#### [EXTRAIT FOURNI]

□ □ □

Seconde disparition du libraire
Le 7 février, Pékin a confirmé détenir l'éditeur, qui disparaissait ainsi pour la seconde fois dans des circonstances troubles. Mais, désormais, Gui Minhai a accusé la Suède de faire du « sensationnalisme » autour de son arrestation, dans une vidéo qui émane d'une « interview » organisée le 9 février par les autorités avec des médias chinois triés sur le volet, selon les explications de ces derniers.
M. Gui ajoute dans ce document avoir fait l'objet de pressions des autorités suédoises pour quitter la Chine malgré l'interdiction qui lui est faite de quitter le territoire en raison d'affaires juridiques pendantes. « J'ai refusé plusieurs fois. Mais parce qu'ils m'incitaient sans arrêt, je suis tombé dans le panneau. Rétrospectivement, je suis peut-être devenu le pion de la Suède dans un jeu d'échecs. J'ai violé la loi à leur instigation. Ma vie merveilleuse est ruinée et je ne ferai plus jamais confiance aux Suédois », lance-t-il enfin. On ignore si ces déclarations filmées sont sincères ou ont été prononcées sous la contrainte. Dans la vidéo, on le voit flanqué de deux policiers, et un ami proche a déclaré qu'il ne « fallait pas les croire ».

□ □ □

[Lignes du jeu de données]

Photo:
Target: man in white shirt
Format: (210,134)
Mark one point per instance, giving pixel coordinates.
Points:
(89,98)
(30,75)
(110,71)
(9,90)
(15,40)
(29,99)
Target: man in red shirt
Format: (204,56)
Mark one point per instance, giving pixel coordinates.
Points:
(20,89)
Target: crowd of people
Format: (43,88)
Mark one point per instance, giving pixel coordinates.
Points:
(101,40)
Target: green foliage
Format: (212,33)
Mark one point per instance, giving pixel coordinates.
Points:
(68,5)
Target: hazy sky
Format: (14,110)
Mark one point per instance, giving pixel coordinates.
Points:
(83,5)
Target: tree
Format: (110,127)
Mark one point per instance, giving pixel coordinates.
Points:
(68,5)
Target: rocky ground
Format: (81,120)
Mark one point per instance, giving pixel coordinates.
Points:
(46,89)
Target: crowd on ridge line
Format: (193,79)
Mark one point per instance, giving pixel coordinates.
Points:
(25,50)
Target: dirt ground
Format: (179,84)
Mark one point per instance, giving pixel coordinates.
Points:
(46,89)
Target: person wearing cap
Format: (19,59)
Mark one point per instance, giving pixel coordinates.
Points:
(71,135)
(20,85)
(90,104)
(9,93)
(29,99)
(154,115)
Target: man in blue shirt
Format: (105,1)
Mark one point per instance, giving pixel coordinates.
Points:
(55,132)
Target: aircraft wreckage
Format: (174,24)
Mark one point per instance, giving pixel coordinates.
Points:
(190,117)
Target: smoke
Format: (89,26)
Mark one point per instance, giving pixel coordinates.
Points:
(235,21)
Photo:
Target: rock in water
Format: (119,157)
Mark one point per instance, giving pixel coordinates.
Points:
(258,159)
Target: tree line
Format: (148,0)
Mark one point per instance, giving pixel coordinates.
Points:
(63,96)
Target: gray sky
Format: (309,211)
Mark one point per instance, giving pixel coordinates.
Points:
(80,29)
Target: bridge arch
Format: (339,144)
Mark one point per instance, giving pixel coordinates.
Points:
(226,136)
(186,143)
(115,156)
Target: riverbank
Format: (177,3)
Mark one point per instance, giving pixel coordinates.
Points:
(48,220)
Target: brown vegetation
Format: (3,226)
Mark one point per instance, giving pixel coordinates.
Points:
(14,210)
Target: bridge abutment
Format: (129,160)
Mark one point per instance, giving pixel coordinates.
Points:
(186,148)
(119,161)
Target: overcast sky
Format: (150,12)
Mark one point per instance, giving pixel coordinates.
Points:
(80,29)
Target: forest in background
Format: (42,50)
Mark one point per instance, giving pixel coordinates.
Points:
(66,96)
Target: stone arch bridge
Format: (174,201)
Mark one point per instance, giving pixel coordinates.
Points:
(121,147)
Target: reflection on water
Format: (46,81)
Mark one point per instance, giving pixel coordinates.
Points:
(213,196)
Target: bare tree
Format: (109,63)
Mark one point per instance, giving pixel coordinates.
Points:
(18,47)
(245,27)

□ □ □

#### [TÂCHES DEMANDÉES]
1. Indiquez si chacune des affirmations suivantes est conforme à l'extrait sur Gui Minhai, en répondant par oui ou par non et en citant textuellement les mots qui tranchent. (a) Pékin a confirmé le 7 février détenir l'éditeur. (b) L'« interview » du 9 février a été organisée avec des médias étrangers. (c) Dans la vidéo, Gui Minhai apparaît seul.
2. Recopiez à l'identique, s'il vous plaît, le passage de l'extrait sur Gui Minhai qui va de « Seconde disparition du » jusqu'à « de ces derniers. ».
3. Rédigez la suite de l'extrait sur Gui Minhai à partir de l'endroit où il s'arrête.

#### [RÉPONSES AUX TÂCHES]
1.
(a) Oui : « Le 7 février, Pékin a confirmé détenir l'éditeur ».
(b) Non : « avec des médias chinois triés sur le volet ».
(c) Non : « on le voit flanqué de deux policiers ».

2.
Seconde disparition du libraire
Le 7 février, Pékin a confirmé détenir l'éditeur, qui disparaissait ainsi pour la seconde fois dans des circonstances troubles. Mais, désormais, Gui Minhai a accusé la Suède de faire du « sensationnalisme » autour de son arrestation, dans une vidéo qui émane d'une « interview » organisée le 9 février par les autorités avec des médias chinois triés sur le volet, selon les explications de ces derniers.

3.
Comment « croire les paroles de celui qui est opprimé comme un prisonnier ? »
Gui Minhai était l'un des cinq libraires de Hong Kong qui s'étaient volatilisés en 2015. Il avait disparu lors de vacances en Thaïlande avant de réapparaître dans un centre de détention chinois et d'« avouer » à la télévision d'Etat son implication dans un accident de la route meurtrier plusieurs années auparavant. La famille de M. Gui n'était pas immédiatement joignable mais le poète dissident Bei Ling, l'un de ses amis, a déclaré qu'il n'y avait « aucun doute » que l'éditeur avait voulu aller se faire soigner à l'étranger, et affirmé à propos de la vidéo qu'on ne pouvait pas « croire les paroles de quelqu'un qui est opprimé comme un prisonnier ? »
(avec AFP)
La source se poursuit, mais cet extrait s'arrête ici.